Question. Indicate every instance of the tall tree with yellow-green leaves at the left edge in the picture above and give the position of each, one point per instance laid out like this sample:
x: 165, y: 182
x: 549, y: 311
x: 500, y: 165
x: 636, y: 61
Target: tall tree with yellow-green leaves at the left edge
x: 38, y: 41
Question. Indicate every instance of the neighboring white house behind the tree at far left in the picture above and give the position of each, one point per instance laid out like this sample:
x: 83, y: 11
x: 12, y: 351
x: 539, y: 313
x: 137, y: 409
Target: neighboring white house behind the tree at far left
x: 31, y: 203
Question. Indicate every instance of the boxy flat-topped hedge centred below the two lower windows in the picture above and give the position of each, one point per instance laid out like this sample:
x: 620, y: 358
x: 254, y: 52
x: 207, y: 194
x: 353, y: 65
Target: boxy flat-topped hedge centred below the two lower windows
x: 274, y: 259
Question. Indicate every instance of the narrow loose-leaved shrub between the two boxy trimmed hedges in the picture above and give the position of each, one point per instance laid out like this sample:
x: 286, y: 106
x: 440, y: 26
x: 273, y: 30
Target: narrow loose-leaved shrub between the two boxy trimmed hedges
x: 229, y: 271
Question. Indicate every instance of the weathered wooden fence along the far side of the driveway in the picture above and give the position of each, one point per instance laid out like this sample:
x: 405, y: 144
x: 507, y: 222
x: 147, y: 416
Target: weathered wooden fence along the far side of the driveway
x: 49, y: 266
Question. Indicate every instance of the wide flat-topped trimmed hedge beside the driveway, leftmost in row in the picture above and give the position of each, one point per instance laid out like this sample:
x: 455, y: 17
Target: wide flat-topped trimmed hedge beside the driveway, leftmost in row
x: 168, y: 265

■ Exercise details
Start with the line above that contains "x: 254, y: 52" and end with the line that contains "x: 273, y: 30". Write out those lines exactly, and only those.

■ Response
x: 254, y: 52
x: 207, y: 194
x: 353, y: 65
Target: boxy flat-topped hedge centred below the two lower windows
x: 274, y: 259
Question. Indicate every instance of the narrow loose-leaved shrub between the two boxy trimmed hedges in the picture above and give the position of each, one point per instance laid out like this sample:
x: 286, y: 106
x: 440, y: 26
x: 273, y: 30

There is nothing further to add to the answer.